**What needs to be done:** Once you reach the line that contains "Where can the green wooden", retype it and every line after it exactly, ending with the last line of the entries.

**Records to use:**
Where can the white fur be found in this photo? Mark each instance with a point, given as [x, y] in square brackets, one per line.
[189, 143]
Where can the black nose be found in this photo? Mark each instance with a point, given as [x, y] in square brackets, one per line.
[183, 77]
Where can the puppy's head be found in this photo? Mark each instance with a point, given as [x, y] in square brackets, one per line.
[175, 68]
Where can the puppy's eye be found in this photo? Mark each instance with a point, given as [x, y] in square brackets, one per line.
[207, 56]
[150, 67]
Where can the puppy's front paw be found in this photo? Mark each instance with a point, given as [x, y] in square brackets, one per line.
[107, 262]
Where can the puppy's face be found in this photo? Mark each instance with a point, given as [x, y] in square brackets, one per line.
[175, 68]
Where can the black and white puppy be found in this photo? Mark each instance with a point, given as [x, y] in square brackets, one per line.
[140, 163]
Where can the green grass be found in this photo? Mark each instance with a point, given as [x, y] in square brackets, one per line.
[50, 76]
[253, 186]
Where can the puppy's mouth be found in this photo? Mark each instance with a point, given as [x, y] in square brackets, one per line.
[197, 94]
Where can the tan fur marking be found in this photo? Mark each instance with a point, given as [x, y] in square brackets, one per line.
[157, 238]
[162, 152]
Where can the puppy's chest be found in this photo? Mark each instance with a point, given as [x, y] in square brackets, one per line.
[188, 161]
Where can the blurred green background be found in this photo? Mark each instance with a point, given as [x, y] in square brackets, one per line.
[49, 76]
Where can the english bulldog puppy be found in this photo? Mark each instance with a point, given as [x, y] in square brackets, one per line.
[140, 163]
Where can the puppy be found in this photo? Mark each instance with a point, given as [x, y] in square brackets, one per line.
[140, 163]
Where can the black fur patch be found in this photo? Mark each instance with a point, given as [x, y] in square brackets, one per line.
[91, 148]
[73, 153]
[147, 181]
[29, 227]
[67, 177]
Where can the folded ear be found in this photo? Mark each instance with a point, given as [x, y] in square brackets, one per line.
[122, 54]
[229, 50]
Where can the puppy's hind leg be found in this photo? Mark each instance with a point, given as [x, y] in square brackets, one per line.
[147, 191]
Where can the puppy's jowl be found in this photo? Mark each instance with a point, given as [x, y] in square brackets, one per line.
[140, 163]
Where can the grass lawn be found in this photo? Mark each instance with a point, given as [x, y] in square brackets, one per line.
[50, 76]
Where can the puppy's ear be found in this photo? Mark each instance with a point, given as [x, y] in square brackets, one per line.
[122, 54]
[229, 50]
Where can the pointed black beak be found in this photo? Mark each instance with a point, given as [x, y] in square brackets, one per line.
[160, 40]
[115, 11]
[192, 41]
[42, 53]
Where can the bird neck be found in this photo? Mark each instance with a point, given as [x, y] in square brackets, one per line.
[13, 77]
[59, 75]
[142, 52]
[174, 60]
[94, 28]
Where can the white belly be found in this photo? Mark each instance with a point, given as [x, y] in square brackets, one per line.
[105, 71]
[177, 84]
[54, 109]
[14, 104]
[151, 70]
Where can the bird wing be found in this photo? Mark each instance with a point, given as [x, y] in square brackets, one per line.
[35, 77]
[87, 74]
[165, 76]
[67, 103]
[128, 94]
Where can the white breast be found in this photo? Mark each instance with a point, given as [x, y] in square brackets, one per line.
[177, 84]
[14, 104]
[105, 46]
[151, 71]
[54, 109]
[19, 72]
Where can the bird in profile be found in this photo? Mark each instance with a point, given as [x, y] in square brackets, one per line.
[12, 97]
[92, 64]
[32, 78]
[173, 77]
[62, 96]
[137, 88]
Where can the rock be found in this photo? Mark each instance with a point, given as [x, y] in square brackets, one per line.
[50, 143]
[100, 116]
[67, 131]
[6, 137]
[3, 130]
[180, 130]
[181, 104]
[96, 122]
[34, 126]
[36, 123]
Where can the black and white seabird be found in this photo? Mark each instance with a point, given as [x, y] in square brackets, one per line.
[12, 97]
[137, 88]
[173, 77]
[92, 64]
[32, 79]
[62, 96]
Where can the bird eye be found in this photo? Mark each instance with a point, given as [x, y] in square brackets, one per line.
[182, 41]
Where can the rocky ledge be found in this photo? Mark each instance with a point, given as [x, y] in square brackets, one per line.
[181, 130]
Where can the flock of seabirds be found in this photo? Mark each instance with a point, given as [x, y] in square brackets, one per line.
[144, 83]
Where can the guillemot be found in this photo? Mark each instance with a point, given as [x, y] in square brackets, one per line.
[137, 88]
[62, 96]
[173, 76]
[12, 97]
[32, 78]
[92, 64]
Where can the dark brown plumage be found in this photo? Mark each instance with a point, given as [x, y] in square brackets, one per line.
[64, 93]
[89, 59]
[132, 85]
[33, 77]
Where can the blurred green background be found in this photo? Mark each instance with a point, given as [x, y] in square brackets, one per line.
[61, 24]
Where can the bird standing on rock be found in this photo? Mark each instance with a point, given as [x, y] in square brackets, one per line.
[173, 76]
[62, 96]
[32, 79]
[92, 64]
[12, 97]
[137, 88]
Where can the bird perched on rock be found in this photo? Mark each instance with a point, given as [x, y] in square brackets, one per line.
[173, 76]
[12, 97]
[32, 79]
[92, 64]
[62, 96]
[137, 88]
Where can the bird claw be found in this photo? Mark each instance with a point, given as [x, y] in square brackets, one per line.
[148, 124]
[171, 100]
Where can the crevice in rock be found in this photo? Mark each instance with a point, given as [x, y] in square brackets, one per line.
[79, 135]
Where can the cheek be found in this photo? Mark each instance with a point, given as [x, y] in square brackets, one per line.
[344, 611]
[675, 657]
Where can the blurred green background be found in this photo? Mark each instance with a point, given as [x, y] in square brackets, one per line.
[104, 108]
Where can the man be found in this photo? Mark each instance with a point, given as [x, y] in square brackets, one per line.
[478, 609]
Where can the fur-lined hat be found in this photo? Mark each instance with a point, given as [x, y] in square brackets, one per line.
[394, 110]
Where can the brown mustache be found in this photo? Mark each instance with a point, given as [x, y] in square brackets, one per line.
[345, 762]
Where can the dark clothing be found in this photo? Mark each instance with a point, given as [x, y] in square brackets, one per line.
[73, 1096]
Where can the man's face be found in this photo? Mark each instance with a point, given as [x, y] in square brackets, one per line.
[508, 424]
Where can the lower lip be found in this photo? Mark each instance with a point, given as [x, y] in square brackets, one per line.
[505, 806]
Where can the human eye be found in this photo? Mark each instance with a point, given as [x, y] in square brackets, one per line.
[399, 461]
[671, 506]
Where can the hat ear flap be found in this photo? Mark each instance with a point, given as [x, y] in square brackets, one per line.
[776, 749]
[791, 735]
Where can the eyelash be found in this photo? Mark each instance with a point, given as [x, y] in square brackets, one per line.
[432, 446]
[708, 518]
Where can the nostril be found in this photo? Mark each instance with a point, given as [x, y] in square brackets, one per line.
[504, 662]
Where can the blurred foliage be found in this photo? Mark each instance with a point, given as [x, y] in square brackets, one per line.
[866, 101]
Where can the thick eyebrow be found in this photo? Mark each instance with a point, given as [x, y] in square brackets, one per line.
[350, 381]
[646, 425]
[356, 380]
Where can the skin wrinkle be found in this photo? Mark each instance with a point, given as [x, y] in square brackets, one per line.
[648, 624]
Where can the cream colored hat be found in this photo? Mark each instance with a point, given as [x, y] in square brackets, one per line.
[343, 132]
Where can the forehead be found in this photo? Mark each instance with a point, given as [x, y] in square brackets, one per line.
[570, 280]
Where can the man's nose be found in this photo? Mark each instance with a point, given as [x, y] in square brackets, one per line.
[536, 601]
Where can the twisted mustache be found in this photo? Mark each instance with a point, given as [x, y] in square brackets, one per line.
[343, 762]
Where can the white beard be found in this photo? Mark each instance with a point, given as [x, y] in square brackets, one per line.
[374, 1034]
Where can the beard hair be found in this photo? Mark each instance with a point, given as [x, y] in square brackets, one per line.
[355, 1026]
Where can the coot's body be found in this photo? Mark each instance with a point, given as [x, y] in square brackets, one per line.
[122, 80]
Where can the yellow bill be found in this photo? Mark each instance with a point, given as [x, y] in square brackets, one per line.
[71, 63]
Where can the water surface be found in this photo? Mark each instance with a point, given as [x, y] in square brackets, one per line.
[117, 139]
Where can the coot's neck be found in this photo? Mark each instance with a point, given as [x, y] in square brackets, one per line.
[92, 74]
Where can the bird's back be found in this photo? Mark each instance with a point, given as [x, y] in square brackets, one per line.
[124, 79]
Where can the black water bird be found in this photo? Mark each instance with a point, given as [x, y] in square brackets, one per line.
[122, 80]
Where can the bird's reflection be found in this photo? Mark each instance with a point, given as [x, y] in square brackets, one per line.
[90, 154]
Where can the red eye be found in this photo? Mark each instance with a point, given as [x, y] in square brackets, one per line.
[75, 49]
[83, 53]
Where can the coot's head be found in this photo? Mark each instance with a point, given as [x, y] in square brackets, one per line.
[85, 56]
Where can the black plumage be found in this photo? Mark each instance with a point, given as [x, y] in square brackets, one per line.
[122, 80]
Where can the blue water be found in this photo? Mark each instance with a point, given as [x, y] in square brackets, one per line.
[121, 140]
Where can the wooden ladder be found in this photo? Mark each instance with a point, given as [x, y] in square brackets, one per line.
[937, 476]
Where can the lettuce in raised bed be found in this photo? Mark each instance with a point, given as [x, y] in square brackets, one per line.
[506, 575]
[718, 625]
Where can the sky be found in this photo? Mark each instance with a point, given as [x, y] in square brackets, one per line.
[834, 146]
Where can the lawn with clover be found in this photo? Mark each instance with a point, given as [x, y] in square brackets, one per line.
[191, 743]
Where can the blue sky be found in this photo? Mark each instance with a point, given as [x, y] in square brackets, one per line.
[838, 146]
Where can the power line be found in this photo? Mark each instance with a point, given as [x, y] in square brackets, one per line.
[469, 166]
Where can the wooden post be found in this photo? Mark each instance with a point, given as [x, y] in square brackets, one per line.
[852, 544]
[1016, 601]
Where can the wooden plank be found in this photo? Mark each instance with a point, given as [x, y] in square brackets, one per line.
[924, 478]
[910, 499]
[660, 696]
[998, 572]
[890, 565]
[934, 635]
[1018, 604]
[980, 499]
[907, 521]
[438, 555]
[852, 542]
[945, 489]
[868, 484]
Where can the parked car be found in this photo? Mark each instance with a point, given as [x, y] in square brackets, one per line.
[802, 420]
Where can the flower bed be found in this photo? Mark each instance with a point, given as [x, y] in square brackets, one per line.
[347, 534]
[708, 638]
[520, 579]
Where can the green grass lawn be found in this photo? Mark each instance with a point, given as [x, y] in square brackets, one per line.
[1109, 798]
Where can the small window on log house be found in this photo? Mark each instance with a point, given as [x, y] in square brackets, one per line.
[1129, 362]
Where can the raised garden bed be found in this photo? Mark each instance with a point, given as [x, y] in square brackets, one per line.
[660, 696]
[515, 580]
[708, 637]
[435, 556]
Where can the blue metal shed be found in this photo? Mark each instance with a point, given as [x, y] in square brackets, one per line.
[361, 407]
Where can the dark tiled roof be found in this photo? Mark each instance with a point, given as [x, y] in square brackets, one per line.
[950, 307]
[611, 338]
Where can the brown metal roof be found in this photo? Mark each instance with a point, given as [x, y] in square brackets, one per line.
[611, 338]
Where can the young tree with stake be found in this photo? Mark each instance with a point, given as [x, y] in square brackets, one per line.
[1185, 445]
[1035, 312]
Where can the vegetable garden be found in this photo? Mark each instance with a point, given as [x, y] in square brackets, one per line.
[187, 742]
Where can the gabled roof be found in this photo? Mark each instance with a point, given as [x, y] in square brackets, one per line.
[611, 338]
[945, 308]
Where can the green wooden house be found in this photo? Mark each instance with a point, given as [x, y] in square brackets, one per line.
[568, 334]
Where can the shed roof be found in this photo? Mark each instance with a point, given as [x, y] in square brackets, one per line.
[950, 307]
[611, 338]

**Written response:**
Where can the green wooden house be found in this photo? Mark each instance with a point, given as [x, y] in square brackets, one per line.
[568, 334]
Where can the shed roof be found in this photo? Mark each instance with a point, given as [x, y] in square brackets, one per line.
[950, 307]
[611, 338]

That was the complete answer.